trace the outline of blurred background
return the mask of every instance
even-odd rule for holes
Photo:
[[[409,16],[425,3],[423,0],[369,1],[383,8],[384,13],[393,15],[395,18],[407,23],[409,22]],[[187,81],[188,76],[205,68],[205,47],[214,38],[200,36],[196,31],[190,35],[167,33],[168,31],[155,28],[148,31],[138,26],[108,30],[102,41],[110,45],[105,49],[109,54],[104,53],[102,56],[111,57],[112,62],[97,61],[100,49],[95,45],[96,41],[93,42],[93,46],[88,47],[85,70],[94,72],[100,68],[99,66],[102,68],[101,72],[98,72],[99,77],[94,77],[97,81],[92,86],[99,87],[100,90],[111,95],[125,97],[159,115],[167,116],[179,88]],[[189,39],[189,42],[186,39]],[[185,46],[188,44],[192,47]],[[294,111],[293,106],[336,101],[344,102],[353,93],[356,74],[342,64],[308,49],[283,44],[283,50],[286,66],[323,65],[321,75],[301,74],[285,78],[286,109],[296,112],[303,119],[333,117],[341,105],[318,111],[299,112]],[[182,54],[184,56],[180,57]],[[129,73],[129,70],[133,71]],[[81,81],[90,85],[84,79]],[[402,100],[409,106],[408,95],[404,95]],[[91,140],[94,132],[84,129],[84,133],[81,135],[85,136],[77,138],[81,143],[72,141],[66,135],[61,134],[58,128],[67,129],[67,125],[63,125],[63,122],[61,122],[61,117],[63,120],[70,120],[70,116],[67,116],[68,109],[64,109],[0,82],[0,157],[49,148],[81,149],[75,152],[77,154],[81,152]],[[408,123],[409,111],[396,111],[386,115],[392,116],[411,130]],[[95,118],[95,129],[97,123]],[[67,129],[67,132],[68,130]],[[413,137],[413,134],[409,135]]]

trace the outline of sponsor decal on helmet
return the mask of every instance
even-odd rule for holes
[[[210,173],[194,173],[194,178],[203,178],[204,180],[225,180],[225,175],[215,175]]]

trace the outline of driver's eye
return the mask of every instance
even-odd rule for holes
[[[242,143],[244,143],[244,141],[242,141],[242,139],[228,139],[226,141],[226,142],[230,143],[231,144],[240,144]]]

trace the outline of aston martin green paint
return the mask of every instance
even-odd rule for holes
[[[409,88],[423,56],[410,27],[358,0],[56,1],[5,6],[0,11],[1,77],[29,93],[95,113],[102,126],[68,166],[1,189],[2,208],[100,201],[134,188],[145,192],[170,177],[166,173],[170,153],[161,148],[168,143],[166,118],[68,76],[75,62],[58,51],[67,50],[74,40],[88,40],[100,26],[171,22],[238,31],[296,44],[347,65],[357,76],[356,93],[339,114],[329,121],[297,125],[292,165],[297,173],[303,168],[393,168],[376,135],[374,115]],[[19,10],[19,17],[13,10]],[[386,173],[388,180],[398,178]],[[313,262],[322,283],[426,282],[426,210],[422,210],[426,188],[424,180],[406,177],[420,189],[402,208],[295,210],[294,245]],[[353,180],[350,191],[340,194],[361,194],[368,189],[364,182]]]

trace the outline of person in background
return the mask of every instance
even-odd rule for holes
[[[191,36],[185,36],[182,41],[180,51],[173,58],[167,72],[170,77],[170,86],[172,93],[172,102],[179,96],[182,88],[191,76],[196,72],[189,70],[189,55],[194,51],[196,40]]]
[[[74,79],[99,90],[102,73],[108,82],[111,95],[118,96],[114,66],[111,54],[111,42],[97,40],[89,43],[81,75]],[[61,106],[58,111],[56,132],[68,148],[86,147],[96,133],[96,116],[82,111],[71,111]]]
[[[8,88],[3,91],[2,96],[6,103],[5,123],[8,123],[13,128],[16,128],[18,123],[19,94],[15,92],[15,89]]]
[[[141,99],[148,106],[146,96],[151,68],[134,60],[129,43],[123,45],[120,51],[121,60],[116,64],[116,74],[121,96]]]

*-*-*

• [What needs to be done]: Pick out and copy each line of the material that contains the string "trace". Case matters.

• [Solution to the problem]:
trace the outline of blurred background
trace the outline of sponsor decal on helmet
trace the outline of driver's eye
trace the outline of aston martin green paint
trace the outline of person in background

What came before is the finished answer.